= EXERCISE INPUT =
^^^^^^^^
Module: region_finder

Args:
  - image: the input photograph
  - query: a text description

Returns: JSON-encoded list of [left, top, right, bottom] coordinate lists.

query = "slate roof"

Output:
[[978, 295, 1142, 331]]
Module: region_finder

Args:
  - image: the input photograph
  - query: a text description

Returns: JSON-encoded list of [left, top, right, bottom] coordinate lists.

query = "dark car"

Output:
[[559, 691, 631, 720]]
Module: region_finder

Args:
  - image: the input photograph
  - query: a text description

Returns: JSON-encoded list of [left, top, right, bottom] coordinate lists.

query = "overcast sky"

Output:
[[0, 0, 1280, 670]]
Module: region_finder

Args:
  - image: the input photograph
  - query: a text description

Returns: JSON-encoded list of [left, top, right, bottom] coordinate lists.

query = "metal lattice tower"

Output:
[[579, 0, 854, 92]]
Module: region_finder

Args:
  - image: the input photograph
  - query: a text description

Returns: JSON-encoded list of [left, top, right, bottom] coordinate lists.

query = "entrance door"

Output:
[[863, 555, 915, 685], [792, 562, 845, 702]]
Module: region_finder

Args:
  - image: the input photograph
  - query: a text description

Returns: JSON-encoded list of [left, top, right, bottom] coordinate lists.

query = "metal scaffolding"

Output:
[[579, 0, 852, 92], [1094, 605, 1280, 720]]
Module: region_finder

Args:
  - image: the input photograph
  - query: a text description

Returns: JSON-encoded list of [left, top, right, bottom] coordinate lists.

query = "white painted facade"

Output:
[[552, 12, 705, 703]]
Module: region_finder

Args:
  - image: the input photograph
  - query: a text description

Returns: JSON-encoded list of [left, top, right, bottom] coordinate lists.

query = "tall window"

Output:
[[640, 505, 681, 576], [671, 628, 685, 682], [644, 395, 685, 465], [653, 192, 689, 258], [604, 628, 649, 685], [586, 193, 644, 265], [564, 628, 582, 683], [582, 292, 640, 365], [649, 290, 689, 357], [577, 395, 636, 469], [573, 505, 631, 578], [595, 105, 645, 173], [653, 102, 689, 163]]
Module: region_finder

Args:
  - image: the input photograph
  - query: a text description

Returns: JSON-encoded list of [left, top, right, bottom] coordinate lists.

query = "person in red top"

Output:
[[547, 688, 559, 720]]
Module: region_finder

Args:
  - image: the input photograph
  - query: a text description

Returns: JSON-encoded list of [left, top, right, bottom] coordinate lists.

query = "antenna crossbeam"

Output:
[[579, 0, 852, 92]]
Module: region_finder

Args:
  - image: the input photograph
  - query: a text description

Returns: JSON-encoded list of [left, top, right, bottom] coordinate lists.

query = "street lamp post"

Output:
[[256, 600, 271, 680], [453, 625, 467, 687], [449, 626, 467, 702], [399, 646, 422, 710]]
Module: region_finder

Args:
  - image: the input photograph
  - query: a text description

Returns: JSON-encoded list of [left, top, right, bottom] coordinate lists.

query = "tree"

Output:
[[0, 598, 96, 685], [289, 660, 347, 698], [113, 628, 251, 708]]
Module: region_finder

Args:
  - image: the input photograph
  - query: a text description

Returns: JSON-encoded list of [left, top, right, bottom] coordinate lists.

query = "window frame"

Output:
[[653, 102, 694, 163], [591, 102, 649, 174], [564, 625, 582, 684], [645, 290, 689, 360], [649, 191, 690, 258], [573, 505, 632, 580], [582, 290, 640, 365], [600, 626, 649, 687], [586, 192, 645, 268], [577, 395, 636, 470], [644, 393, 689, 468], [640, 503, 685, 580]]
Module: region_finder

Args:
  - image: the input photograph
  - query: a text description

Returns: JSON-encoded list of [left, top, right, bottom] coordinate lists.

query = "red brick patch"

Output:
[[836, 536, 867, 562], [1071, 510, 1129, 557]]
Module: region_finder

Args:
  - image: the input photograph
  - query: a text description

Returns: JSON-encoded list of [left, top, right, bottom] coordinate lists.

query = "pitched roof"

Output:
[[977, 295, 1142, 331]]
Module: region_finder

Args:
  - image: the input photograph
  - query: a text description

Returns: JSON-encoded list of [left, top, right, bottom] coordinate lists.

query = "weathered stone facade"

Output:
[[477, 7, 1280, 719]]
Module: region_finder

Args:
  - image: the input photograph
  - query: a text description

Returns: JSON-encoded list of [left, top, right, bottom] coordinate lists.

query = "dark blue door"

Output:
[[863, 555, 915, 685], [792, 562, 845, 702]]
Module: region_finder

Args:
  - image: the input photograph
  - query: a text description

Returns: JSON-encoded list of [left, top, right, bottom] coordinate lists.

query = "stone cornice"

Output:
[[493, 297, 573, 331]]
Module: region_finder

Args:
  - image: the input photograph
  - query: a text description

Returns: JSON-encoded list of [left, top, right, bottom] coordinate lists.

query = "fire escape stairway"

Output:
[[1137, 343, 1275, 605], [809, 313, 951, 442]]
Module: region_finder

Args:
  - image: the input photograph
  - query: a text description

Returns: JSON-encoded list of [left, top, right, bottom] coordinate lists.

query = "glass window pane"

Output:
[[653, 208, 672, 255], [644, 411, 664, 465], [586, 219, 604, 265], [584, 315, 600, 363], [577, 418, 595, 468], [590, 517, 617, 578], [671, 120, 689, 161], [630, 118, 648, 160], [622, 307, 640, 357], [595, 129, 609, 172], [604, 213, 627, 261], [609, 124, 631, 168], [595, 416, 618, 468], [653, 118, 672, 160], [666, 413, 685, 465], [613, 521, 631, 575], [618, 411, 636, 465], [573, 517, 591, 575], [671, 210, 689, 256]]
^^^^^^^^
= PROBLEM =
How many lines of the listing above contain the string "door"? Reply with the number alone.

= THE RESPONSE =
2